◆ TASK DESCRIPTION
Format each of the items below as a JSON list of strings, with one string per line and blank lines left out.

◆ WORKING DATA
>> Begin

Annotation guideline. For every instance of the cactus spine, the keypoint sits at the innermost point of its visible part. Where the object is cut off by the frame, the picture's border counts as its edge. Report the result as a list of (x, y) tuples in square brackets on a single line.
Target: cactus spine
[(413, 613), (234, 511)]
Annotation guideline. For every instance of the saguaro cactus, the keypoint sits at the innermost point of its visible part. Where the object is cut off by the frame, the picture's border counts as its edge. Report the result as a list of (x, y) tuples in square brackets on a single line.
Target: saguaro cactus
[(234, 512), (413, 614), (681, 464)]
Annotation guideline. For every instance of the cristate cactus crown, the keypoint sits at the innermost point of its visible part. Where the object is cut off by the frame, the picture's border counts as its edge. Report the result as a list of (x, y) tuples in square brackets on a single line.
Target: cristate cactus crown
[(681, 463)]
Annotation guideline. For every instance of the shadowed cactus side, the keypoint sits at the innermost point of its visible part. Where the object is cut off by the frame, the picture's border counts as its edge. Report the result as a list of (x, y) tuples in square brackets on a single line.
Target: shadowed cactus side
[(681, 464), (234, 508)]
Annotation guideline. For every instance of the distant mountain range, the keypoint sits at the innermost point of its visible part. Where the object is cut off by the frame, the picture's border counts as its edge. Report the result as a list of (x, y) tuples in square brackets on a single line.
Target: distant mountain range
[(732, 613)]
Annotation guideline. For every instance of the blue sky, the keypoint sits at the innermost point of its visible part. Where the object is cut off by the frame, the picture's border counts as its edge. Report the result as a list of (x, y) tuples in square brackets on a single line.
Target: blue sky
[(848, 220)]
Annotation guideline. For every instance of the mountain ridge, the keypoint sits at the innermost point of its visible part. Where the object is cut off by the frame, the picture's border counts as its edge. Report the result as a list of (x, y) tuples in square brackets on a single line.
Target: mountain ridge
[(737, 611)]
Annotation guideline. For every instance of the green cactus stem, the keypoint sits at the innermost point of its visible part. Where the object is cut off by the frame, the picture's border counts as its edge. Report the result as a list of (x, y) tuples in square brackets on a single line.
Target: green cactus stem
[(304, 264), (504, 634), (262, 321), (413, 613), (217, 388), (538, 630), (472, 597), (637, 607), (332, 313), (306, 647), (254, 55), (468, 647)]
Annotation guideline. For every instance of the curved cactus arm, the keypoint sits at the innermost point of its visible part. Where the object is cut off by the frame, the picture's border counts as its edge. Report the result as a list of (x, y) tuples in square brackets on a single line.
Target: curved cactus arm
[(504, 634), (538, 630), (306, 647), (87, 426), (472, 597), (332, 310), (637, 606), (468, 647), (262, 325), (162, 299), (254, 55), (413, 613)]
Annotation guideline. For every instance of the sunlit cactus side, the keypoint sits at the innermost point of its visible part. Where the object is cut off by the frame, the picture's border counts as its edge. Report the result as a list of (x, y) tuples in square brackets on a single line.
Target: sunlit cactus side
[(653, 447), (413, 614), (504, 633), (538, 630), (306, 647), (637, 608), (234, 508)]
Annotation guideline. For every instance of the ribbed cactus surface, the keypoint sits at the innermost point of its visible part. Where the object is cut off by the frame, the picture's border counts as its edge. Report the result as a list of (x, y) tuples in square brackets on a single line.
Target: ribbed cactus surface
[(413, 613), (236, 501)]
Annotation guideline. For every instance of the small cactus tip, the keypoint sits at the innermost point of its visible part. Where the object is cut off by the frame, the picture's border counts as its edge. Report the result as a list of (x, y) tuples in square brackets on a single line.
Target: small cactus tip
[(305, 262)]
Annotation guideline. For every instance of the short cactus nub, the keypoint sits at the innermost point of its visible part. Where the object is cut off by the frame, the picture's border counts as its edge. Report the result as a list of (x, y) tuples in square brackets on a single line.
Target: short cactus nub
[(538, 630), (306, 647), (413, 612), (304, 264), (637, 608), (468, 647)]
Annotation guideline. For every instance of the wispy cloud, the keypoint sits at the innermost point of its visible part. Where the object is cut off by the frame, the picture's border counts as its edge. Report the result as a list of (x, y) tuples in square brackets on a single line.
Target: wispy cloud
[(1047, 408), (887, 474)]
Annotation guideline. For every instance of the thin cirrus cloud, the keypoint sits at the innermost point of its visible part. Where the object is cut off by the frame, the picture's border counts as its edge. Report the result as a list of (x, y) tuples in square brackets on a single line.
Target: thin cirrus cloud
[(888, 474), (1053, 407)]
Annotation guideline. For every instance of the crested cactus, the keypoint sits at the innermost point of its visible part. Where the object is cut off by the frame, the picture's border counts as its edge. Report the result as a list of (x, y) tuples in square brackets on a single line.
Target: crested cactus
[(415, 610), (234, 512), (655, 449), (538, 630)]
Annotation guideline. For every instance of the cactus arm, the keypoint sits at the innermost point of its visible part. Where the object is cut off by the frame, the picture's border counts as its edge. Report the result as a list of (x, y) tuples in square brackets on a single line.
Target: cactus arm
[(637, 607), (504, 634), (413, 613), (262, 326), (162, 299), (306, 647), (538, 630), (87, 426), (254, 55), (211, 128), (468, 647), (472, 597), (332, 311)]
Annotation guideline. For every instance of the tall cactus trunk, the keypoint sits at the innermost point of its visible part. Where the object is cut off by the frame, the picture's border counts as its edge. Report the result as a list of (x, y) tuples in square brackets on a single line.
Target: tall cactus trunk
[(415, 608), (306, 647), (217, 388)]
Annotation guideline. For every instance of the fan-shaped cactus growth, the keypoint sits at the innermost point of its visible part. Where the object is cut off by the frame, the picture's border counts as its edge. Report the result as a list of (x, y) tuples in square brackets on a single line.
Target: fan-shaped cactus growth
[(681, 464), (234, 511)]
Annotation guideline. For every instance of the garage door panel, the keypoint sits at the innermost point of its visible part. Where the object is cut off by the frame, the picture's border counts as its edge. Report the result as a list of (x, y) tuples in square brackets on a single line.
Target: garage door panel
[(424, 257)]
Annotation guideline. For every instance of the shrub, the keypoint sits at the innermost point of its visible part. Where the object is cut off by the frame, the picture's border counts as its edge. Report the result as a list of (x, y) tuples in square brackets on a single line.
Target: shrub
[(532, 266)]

>> End

◆ RESULT OF THE TASK
[
  "Annotation guideline. For every instance of the cactus spine, the keypoint sits at the innermost point of its visible part. Where the object is cut off by the frame, the picture's border counts as its edge. Report the result as a list of (x, y) tuples in square brackets on a single line.",
  "Target: cactus spine",
  "[(413, 613), (234, 511)]",
  "Annotation guideline. For every instance of the saguaro cactus, the keypoint sits at the innermost point of its visible part. Where the object is cut off by the frame, the picture's border counts as its edge. Report the result as a list of (x, y) tuples in square brackets on a single line.",
  "Target: saguaro cactus",
  "[(234, 512), (413, 614), (681, 464)]",
  "Annotation guideline. For every instance of the cristate cactus crown, the keypoint sits at the innermost point of its visible part. Where the object is cut off by the frame, the picture's border counts as its edge. Report the result as a list of (x, y) tuples in square brackets on a single line.",
  "Target: cristate cactus crown",
  "[(681, 463)]",
  "Annotation guideline. For every instance of the shadowed cactus side, the keypoint sits at the innermost point of its visible part. Where the object is cut off by the frame, the picture's border counts as its edge. Report the result as a list of (x, y) tuples in square brackets on a single line.",
  "Target: shadowed cactus side",
  "[(681, 464), (234, 508)]",
  "Annotation guideline. For every instance of the distant mountain range, the keypoint sits at the innermost point of its visible part. Where the object is cut off by the frame, the picture's border counts as its edge. Report the result as a list of (x, y) tuples in square brackets on a single line.",
  "Target: distant mountain range",
  "[(732, 613)]",
  "Annotation guideline. For every instance of the blue sky, the keypoint sits at the innermost point of its visible part. Where the object is cut off by the frame, the picture's border counts as its edge. Report the result as a list of (x, y) tuples in square brackets on a single line.",
  "Target: blue sky",
  "[(848, 220)]",
  "Annotation guideline. For every instance of the mountain ridge, the keypoint sits at the innermost point of its visible part. Where the object is cut off by the frame, the picture's border counts as its edge. Report the result as a list of (x, y) tuples in square brackets on a single line.",
  "Target: mountain ridge",
  "[(737, 611)]",
  "Annotation guideline. For every instance of the green cactus stem, the keypoint sits at the innermost point of its visible part. Where the object is cut off by the frame, the picture's border counts as its edge. Report the result as a list of (x, y) tuples in square brackets on a single line.",
  "Target: green cactus stem",
  "[(304, 264), (504, 634), (262, 321), (413, 613), (217, 388), (538, 630), (472, 597), (637, 607), (332, 313), (306, 647), (254, 55), (468, 647)]",
  "Annotation guideline. For every instance of the curved cactus arm, the keypoint sits at the innermost point of its visible part. Where the object is cut off by the frame, the picture's border counts as its edge. Report the result as a list of (x, y) tuples in square brackets on a single line.",
  "Target: curved cactus arm",
  "[(504, 634), (538, 630), (306, 647), (87, 426), (472, 597), (332, 310), (637, 606), (468, 647), (262, 325), (162, 299), (254, 55), (413, 613)]",
  "Annotation guideline. For every instance of the sunlit cactus side, the keypoint sits at the innermost point of its visible part. Where the object is cut off by the frame, the picture's border counts as its edge. Report the result as a list of (x, y) tuples in square brackets on a single line.",
  "Target: sunlit cactus side",
  "[(653, 447), (413, 614), (504, 633), (538, 630), (306, 647), (637, 608), (234, 508)]",
  "Annotation guideline. For every instance of the ribbed cactus surface, the keypoint sits at the innermost point of its visible part. Where the object is cut off by the frame, the picture's border counts as its edge. Report the result as a list of (x, y) tuples in square brackets on a single line.",
  "Target: ribbed cactus surface",
  "[(413, 613), (236, 501)]",
  "Annotation guideline. For every instance of the small cactus tip, the keypoint sits at the innermost point of its visible part. Where the object is cut off by the frame, the picture's border counts as its edge. Report the result as a list of (x, y) tuples in square brackets on a single line.",
  "Target: small cactus tip",
  "[(305, 262)]",
  "Annotation guideline. For every instance of the short cactus nub, the keypoint sits at the innermost point of its visible part. Where the object is cut off by the frame, the picture's border counts as its edge. Report the result as a list of (x, y) tuples in square brackets on a single line.",
  "Target: short cactus nub",
  "[(538, 630), (306, 647), (413, 612), (304, 264), (637, 608), (468, 647)]",
  "Annotation guideline. For every instance of the wispy cloud, the keypoint sits at the innermost point of its visible part. Where the object is cut off by the frame, the picture's border counts as its edge. Report the result as a list of (x, y) tuples in square brackets on a single line.",
  "Target: wispy cloud",
  "[(1047, 408), (887, 474)]",
  "Annotation guideline. For every instance of the thin cirrus cloud, the keypoint sits at the innermost point of its visible part. Where the object is cut off by the frame, the picture's border counts as its edge. Report the result as a list of (x, y) tuples in square brackets on a single line.",
  "Target: thin cirrus cloud",
  "[(888, 474), (1053, 407)]",
  "Annotation guideline. For every instance of the crested cactus, the keypoint sits at the innermost point of its visible part. Where the object is cut off by the frame, the picture's border counts as its edge. Report the result as a list of (x, y) tuples in square brackets on a single line.",
  "Target: crested cactus",
  "[(415, 610), (234, 512), (655, 449), (538, 630)]",
  "Annotation guideline. For every instance of the cactus arm, the keypoint sits at the innermost point of its visible part. Where the object is cut off by the frame, the picture's border counts as its edge. Report the result as a list of (x, y) tuples in square brackets on a single line.",
  "Target: cactus arm",
  "[(637, 607), (504, 634), (413, 613), (262, 326), (162, 299), (306, 647), (538, 630), (87, 426), (254, 55), (211, 128), (468, 647), (472, 597), (332, 311)]",
  "Annotation guideline. For every instance of the tall cactus trunk, the keypoint sits at the innermost point of its visible part. Where the object is cut off by the frame, the picture's border counts as its edge. Report the result as a list of (x, y) tuples in square brackets on a single line.",
  "Target: tall cactus trunk",
  "[(415, 608), (306, 647), (217, 388)]",
  "Annotation guideline. For every instance of the fan-shaped cactus growth, the keypoint sits at the innermost point of its visible part. Where the object is cut off by the frame, the picture's border counts as its edge. Report the result as a list of (x, y) tuples in square brackets on a single line.",
  "Target: fan-shaped cactus growth",
  "[(681, 464), (234, 511)]",
  "Annotation guideline. For every instance of the garage door panel, the keypoint sits at the innermost point of its visible part. Where the object is cut off by the frame, the picture's border counts as its edge. Report the result as a list of (x, y) tuples in square brackets on a single line.",
  "Target: garage door panel",
  "[(424, 257)]",
  "Annotation guideline. For every instance of the shrub, the keypoint sits at the innermost point of its visible part. Where the object is cut off by the frame, the picture's border counts as its edge. Report the result as a list of (x, y) tuples in square brackets on a single line.",
  "Target: shrub",
  "[(532, 266)]"
]